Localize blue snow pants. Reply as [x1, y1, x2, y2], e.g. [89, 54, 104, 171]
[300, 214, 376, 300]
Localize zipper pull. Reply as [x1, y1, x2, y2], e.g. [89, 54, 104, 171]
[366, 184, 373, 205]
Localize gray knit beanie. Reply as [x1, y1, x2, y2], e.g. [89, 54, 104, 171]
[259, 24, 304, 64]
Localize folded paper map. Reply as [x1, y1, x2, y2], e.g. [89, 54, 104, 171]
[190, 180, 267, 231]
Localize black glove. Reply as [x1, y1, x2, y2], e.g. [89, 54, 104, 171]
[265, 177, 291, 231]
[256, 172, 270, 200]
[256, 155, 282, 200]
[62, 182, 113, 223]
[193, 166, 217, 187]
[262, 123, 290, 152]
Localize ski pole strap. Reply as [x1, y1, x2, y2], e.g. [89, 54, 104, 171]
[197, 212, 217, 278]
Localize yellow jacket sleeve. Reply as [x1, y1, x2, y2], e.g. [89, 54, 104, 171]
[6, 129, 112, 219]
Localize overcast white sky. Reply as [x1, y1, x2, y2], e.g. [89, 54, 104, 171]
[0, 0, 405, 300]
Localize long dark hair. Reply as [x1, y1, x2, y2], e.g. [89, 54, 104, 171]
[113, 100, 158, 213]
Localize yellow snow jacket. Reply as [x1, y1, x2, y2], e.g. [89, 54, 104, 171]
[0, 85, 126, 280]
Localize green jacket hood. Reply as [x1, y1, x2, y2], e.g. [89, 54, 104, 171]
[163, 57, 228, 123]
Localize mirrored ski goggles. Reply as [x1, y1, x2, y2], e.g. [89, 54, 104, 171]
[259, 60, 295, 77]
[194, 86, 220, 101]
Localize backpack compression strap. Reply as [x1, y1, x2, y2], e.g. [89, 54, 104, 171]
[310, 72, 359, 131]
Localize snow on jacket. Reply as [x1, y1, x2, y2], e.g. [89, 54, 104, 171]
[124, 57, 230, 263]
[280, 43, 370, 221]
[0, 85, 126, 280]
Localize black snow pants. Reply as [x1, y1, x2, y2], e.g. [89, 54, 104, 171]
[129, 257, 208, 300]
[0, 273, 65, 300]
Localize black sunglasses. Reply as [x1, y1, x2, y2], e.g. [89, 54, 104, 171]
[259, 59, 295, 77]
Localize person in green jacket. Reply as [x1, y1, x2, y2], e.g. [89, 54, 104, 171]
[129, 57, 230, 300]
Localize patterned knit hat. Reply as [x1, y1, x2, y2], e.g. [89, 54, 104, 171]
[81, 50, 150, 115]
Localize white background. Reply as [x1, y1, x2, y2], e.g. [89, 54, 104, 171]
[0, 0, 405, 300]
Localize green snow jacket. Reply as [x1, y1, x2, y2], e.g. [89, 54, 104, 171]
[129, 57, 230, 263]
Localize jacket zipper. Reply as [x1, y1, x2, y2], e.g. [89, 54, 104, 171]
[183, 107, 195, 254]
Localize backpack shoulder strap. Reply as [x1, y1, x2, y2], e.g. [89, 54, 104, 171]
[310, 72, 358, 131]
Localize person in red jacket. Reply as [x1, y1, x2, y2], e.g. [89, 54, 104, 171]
============================================================
→ **BRIEF**: Lay out the material above, from its start through the line containing "[190, 180, 267, 231]", as a two-column CSV with the header input,output. Give one row per text-and-answer pair, with each field in double quotes and any line breaks turned into spaces.

→ **FINAL ANSWER**:
input,output
"Localize blue snow pants. Reply as [x1, y1, x2, y2], e.g. [89, 54, 104, 171]","[300, 214, 376, 300]"
"Localize zipper pull. Reply as [x1, y1, x2, y2], e.g. [89, 54, 104, 171]","[366, 184, 373, 205]"
"Localize gray knit beanie. Reply as [x1, y1, x2, y2], e.g. [89, 54, 104, 171]","[259, 24, 304, 64]"
"Localize folded paper map. Reply as [x1, y1, x2, y2], e.g. [89, 54, 104, 171]","[190, 180, 267, 231]"